═════ Record extracts

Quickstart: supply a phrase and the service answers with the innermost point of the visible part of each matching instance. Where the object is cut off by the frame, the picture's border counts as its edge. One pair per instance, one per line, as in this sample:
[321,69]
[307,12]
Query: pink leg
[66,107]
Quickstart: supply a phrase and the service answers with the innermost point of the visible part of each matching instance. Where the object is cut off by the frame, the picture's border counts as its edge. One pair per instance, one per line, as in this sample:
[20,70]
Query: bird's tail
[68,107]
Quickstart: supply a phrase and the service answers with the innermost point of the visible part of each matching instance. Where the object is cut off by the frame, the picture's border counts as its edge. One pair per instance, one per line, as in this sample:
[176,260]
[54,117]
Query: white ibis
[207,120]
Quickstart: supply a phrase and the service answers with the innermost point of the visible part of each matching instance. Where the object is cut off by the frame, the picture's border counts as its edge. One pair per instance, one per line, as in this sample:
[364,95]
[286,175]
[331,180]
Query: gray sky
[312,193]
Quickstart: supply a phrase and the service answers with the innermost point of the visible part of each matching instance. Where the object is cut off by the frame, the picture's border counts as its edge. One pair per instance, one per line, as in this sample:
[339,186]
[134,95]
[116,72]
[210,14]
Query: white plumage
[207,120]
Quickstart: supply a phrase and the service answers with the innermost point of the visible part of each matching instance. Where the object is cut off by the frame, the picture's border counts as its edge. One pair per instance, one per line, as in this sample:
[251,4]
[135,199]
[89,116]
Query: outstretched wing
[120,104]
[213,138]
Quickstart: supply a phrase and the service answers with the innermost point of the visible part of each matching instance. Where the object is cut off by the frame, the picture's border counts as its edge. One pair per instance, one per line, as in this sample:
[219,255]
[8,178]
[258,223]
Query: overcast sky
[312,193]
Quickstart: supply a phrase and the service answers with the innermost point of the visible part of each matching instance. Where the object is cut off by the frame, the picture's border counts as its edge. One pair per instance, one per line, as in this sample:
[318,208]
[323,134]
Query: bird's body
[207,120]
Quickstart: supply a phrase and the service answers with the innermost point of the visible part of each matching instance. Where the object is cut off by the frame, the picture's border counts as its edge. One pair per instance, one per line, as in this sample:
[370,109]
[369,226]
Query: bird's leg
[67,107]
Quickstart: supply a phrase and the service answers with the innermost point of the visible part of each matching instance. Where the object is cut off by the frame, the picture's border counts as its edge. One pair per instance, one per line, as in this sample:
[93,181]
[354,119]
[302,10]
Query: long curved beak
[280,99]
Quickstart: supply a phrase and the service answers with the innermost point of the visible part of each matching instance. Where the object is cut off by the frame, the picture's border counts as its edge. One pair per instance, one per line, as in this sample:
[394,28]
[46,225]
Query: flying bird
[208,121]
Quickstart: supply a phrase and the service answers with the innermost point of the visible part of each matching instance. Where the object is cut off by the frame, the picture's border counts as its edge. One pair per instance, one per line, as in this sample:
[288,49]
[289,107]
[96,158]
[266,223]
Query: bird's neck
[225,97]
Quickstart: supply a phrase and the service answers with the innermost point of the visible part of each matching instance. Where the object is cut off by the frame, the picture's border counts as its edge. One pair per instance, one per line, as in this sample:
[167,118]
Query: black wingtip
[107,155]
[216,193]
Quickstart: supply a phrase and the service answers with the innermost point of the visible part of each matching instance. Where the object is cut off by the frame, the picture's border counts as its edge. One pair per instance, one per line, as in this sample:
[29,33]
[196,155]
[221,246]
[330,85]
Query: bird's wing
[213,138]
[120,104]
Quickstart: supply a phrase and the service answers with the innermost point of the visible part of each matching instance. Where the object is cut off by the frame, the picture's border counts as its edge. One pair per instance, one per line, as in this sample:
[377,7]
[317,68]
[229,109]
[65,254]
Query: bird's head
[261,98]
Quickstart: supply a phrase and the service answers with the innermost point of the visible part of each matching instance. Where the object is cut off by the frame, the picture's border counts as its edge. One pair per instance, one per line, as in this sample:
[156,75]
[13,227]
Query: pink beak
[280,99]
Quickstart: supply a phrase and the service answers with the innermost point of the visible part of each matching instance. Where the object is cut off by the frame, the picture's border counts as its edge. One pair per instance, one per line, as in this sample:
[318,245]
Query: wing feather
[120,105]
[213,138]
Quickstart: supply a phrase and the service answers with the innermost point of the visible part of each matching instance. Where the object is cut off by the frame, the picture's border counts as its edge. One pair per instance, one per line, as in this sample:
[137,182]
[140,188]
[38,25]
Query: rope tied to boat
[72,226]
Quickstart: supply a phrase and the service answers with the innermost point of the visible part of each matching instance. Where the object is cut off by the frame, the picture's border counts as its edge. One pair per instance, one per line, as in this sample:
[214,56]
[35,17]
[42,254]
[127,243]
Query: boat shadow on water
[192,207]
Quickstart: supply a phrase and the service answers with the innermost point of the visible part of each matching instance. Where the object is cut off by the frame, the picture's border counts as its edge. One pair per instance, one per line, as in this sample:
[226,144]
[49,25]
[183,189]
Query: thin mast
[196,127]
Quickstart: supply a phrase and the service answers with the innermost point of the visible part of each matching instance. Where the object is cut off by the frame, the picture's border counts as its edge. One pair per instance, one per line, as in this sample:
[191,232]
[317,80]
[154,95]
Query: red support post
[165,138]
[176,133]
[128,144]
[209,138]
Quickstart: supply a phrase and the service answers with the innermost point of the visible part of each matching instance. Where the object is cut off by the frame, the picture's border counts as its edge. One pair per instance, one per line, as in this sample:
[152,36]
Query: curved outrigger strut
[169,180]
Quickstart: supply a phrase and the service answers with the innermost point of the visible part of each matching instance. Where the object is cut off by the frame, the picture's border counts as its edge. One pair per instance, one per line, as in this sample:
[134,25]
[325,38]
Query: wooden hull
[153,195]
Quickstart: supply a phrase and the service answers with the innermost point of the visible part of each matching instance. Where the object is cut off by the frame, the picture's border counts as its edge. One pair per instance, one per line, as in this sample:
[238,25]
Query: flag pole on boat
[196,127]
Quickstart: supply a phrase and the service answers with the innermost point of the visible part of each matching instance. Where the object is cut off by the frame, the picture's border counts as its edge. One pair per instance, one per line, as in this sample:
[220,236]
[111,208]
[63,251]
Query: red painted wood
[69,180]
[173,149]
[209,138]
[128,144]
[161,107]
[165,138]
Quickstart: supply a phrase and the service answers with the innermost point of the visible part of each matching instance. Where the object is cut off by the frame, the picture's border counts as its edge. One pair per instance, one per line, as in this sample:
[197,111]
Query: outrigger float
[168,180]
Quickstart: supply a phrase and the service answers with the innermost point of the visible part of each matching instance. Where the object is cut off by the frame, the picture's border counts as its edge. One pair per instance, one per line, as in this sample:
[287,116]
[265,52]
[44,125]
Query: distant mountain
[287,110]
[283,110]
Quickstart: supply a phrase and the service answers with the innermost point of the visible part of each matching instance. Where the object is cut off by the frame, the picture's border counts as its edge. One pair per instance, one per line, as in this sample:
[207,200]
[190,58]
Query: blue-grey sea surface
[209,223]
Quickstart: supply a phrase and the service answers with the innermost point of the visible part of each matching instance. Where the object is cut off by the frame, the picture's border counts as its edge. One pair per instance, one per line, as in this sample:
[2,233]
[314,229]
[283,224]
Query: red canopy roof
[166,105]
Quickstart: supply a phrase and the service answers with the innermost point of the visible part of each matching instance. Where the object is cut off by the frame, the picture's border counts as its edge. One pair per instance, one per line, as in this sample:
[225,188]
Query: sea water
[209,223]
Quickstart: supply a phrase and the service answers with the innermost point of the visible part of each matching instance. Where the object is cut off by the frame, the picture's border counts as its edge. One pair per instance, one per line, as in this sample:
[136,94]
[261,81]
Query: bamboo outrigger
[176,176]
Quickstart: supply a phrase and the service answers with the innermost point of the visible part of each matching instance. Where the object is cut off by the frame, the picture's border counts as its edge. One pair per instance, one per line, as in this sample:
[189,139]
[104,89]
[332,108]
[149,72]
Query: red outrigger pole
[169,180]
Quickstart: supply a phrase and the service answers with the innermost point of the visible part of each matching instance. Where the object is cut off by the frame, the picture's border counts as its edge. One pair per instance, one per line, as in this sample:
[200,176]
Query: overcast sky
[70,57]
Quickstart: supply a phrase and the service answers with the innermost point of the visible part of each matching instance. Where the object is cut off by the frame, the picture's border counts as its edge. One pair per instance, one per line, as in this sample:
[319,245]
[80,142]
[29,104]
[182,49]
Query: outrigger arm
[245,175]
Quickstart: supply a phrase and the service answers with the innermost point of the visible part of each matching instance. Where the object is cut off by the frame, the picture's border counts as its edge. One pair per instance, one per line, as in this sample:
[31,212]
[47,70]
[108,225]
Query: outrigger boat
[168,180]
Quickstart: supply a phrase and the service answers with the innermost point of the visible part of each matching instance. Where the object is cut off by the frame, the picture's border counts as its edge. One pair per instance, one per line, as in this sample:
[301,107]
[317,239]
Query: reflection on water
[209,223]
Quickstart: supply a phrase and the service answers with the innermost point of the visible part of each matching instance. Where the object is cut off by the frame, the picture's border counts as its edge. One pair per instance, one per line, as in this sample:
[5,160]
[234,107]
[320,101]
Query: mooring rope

══════════

## Exercise
Return each line of the entries above that contains the string “curved”. Case counts.

## Answer to this exercise
Query: long curved beak
Query: curved outrigger strut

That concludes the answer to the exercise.